++++ Data supplied ++++
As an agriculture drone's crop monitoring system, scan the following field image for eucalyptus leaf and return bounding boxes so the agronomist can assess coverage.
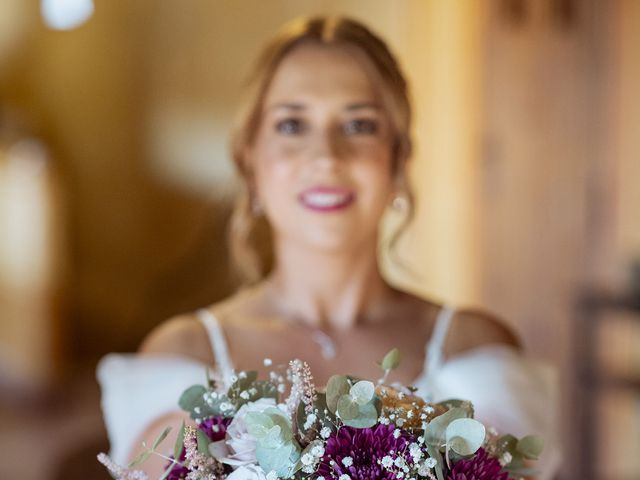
[424,407,467,447]
[436,399,474,418]
[246,412,273,440]
[496,434,518,453]
[178,385,207,412]
[381,348,401,371]
[445,418,485,455]
[256,442,300,478]
[337,395,359,421]
[246,407,294,448]
[350,380,375,405]
[178,384,223,419]
[426,445,445,480]
[342,402,378,428]
[326,375,351,413]
[517,435,544,460]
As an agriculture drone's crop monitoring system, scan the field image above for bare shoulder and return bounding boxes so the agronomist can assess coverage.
[138,312,214,364]
[446,306,522,356]
[388,288,440,325]
[138,287,258,362]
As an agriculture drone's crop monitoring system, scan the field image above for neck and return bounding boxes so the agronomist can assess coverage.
[265,237,395,331]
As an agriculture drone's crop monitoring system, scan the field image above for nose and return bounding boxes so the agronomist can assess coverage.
[309,126,341,168]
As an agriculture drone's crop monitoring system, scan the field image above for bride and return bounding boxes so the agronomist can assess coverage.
[98,16,559,479]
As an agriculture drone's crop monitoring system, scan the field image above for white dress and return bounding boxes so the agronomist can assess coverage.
[97,306,560,479]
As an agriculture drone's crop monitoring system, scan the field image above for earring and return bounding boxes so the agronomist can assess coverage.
[391,192,408,212]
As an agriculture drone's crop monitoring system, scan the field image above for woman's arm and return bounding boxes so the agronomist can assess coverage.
[123,315,216,476]
[125,410,194,477]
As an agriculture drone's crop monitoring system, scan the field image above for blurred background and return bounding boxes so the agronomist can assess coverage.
[0,1,638,479]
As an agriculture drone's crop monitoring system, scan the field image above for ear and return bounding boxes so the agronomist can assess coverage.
[392,160,408,192]
[241,145,261,203]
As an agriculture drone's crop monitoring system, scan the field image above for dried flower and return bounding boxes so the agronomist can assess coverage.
[182,426,225,479]
[376,385,445,429]
[97,453,148,480]
[285,360,316,417]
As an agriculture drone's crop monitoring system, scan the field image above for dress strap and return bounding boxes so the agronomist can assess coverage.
[424,304,456,376]
[196,309,235,388]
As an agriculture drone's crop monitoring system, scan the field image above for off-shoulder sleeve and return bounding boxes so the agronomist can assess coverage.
[96,353,212,464]
[428,345,561,480]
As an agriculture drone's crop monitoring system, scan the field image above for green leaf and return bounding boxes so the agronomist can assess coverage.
[127,449,151,468]
[293,439,324,473]
[425,407,467,447]
[381,348,401,371]
[342,402,378,428]
[159,463,175,480]
[496,434,518,452]
[337,395,359,420]
[326,375,351,413]
[152,426,172,450]
[256,443,299,478]
[178,385,207,411]
[205,367,217,390]
[436,399,475,418]
[174,421,185,461]
[196,429,210,456]
[350,381,375,405]
[505,466,540,477]
[426,445,445,480]
[311,393,338,430]
[495,433,524,467]
[445,418,485,455]
[517,435,544,460]
[229,370,258,393]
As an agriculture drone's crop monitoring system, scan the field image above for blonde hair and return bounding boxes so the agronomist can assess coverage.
[228,16,415,284]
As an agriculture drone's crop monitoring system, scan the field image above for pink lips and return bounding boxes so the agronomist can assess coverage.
[298,186,356,212]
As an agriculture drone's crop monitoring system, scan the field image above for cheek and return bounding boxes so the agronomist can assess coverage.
[253,148,298,206]
[351,151,395,204]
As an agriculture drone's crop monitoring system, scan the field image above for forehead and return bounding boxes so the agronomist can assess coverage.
[263,44,380,107]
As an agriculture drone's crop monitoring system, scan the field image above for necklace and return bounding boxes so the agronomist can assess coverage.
[263,282,339,360]
[310,328,337,360]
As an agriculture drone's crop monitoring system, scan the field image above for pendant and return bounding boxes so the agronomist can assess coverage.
[311,329,337,360]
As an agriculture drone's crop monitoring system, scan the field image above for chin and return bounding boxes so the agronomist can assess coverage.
[297,228,375,254]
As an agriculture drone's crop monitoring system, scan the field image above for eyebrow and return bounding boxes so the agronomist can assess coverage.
[267,101,381,112]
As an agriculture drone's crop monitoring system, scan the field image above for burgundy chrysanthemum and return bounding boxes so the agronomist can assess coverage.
[447,448,509,480]
[317,424,415,480]
[199,415,232,442]
[165,416,231,479]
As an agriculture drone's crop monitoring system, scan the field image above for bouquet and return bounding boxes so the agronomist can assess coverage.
[98,349,543,480]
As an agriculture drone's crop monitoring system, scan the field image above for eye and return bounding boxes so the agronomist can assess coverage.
[343,119,379,135]
[275,118,306,135]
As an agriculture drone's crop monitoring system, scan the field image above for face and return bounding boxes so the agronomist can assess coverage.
[248,44,396,254]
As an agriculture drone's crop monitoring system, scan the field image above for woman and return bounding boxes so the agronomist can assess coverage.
[98,16,558,478]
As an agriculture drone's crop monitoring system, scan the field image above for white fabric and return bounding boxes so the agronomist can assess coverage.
[423,304,456,378]
[197,309,235,388]
[414,344,561,480]
[98,307,560,479]
[96,353,212,465]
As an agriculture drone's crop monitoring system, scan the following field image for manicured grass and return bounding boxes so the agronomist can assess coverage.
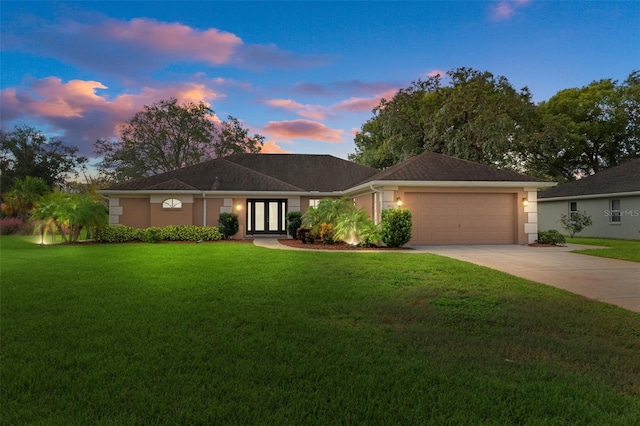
[2,236,639,424]
[568,237,640,262]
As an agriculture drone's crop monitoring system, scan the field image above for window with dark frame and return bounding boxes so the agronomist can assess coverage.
[569,201,578,221]
[610,199,621,223]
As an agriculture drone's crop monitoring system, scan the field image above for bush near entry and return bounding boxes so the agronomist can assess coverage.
[218,213,239,239]
[286,211,302,238]
[381,208,412,248]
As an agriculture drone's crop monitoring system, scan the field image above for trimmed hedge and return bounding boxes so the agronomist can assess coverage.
[95,225,222,243]
[381,208,412,248]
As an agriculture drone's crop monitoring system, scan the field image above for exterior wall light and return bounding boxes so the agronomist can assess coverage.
[236,204,243,211]
[522,197,529,207]
[396,197,403,207]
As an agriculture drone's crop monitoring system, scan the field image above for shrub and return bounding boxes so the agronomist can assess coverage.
[161,225,222,241]
[0,217,26,235]
[296,227,314,244]
[286,211,302,238]
[320,223,335,245]
[219,213,239,239]
[143,227,163,243]
[358,220,381,247]
[559,211,593,238]
[537,230,566,245]
[94,226,142,243]
[381,208,412,248]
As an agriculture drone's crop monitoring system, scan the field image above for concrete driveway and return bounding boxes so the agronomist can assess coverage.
[412,244,640,313]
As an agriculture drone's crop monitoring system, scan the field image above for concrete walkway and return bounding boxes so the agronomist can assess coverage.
[413,244,640,313]
[254,238,640,313]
++++
◆ **Assigned task**: Each entry is to be written out again word for word, and any pictures are to be omitted.

◆ **Expected answer**:
As an agriculture drone's crop monitoring system, scan the following field image for eucalyptus leaf and return bounding boxes so the agronomist can assess coverage.
[424,407,467,447]
[436,399,474,418]
[246,412,273,440]
[496,434,518,453]
[178,385,207,412]
[381,348,401,371]
[445,418,485,455]
[256,442,300,478]
[337,395,359,421]
[246,407,294,448]
[350,380,375,405]
[178,384,223,419]
[426,445,445,480]
[342,402,378,428]
[326,375,351,413]
[517,435,544,460]
As an agriculture drone's crop monitoring system, scan the field image above for bare shoulder and return bounding boxes so the agronomist can assess coverage.
[138,312,214,364]
[446,306,522,356]
[388,288,440,325]
[138,287,258,362]
As an agriculture drone's crop monitoring system, scan the field image above for neck and return bounding boxes so the agronomist can assess coverage.
[265,237,395,331]
As an agriculture drone's crop monitoring system, scan the field image above for nose and return bounding boxes so the agronomist can assess coverage.
[309,126,341,168]
As an agriculture drone's crop monitoring system, scan the field image above for bride and return bounding boxes so the agronomist can assess coverage.
[98,16,559,479]
As an agriculture drone's crop monitoring system, scan the field image above for white dress and return bounding boxes so the agronomist can assess coverage.
[97,306,560,479]
As an agriculture drone's crop monitoring system, scan the field image above for earring and return bounding boxes so the agronomist can assess coverage.
[391,192,408,212]
As an agriculture drone's crop monitoring system, scan the field image above for woman's arm and return bounding boxes so the agronomist can assess coverage.
[123,315,216,476]
[125,410,194,477]
As an agriculture drone's crop monitoring system, scan the field image above for blurred background and return bounding boxes so the agronomist can assess coverage.
[0,1,638,479]
As an agriculture drone's crop monitoring system, scan the field image above for ear and return bounding boxes so the agronomist can assess coverage.
[392,160,408,192]
[241,145,261,203]
As an agriculture drone's crop monitoring system, scan the field image above for dried flower and return bounding boxes so the agronomist can assess coverage.
[182,426,225,479]
[376,385,445,429]
[97,453,148,480]
[285,360,316,417]
As an agriculture drone's crop monitoring system, scan the field image above for dress strap and return bounding boxes so the agronomist can assess coverage.
[424,304,456,376]
[196,309,235,388]
As an agriculture drone's crop monitoring system, scan the field image above for off-shoulder sleeve and return bounding boxes so the agronomist can assess coverage.
[96,353,212,464]
[428,345,561,480]
As an agriculture drone's crop monitoring system, scan the field image above for green leaf and return bounding boxes so the agronomist can assess coverage.
[127,449,151,468]
[293,439,324,473]
[425,407,467,447]
[381,348,401,371]
[342,402,378,428]
[159,463,175,480]
[496,434,518,452]
[337,395,359,420]
[326,375,351,413]
[152,426,172,450]
[256,443,299,478]
[178,385,207,411]
[205,367,217,390]
[436,399,475,418]
[174,421,185,461]
[196,429,210,456]
[350,381,375,405]
[505,466,540,477]
[426,445,445,480]
[311,393,338,430]
[495,433,524,467]
[445,418,485,455]
[517,435,544,460]
[229,370,258,393]
As an agriculture drone's crop monitoring system, scan the field image above for blonde hair and return bounding boxes so the agronomist can assess coverage.
[228,16,415,284]
As an agriculture drone's crop monitoring system, scan the field image above for pink lips and return bounding boxes so the agronomist can assess coverage.
[298,186,356,212]
As an agriculture drone's crop monitoring system, scan the field image above for cheek and return bounding boxes so the agronomist can assess coverage.
[253,148,298,206]
[351,151,395,204]
As an agriculture drone's crop monitoring system, scan the field image above for forehead and return bounding boxes so the agronomist can assess coverage.
[263,44,380,107]
As an agriculture drone's crop monitoring system, scan the field image above for necklace and return bounding boxes so the agronomist can assess coverage.
[263,282,339,360]
[310,328,337,360]
As an agriculture drone's crop monitoring system, scan the field image above for pendant and return bounding boxes so the agronomist can assess coverage.
[311,329,337,360]
As an agriculture drone's crop monitoring system, scan the field image above for chin and return bounding boxes so the agronomist can assess coverage.
[297,228,375,254]
As an agriculture drone's crop monitoring system, scan the field image above for eyebrow and return bounding boxes so the agronomist can assess coverage.
[267,101,381,112]
As an agriculture drone's crop monitoring system, scan the field image above for burgundy chrysanthemum and return bounding boxes so the agronomist can assess coverage.
[447,448,509,480]
[317,424,415,480]
[199,415,232,442]
[165,416,231,479]
As an agriculture drone's crop monitoring system, scan the field image above for bouquet and return bounding boxes so the agronomist can assess coverage.
[98,349,543,480]
As an agriculture drone's crop monitoring system, scan the field image above for eye and return bounding boxes so the agronomist can assess coverage.
[343,119,379,135]
[275,118,306,135]
As an agriculture drone's crop monitoring system, scan the field image above for face and return bounding boxes so the agronomist can assess coverage.
[248,44,396,254]
As an agriculture drone's crop monitoring system, scan the field image above for woman and return bounding boxes so the agronomist can assess coverage.
[98,16,558,478]
As an agriculture drone's crop monitoring system, scan the field image above for white fabric and return bounding boxes so the agronomist can assess coverage.
[423,304,456,378]
[197,309,235,388]
[414,344,561,480]
[98,307,560,479]
[96,353,212,465]
As an agriculture drone's crop monitoring system, scan the following field image for manicured grass and return bounding boxes so the agronomist can assess coverage.
[2,236,639,424]
[568,237,640,262]
As an agriculture drone's crop monitoring system, scan the field image above for window with dark frame and return bounding boxes so the agronomist can assess coverage.
[569,201,578,221]
[610,199,621,223]
As an agriculture drone's crop monitoring system, scan the field image above for bush near entry and return bounding boxes so the agronomist can assess coverage.
[218,213,239,239]
[286,211,302,238]
[381,208,412,248]
As an agriculture drone's crop monitoring system, scan the field image above for trimmed hedge and return bounding boxes so the agronomist can assess coverage.
[95,225,222,243]
[381,208,412,248]
As an agriculture drone's crop monitoring system, scan the field image above for exterior wall light and return bounding boxes so the agronomist can assess coverage.
[236,204,243,211]
[522,197,529,207]
[396,197,403,207]
As an agriculture drone's crop monitoring system, scan the field image above for shrub and return bounding boxes so the agronomist can assess coverage.
[161,225,222,241]
[0,217,26,235]
[296,227,314,244]
[286,211,302,238]
[320,223,335,245]
[219,213,239,239]
[143,227,163,243]
[358,220,381,247]
[559,211,593,238]
[537,230,566,245]
[94,226,142,243]
[381,208,412,248]
As an agriculture drone's crop monitoring system, scan the field image above for concrete driveway and return bounding boxes so the agronomist can assess coverage.
[412,244,640,313]
As an agriculture drone's crop monitoring system, scan the field image above for concrete walkway and return bounding boxes so the agronomist can assess coverage.
[413,244,640,313]
[254,238,640,313]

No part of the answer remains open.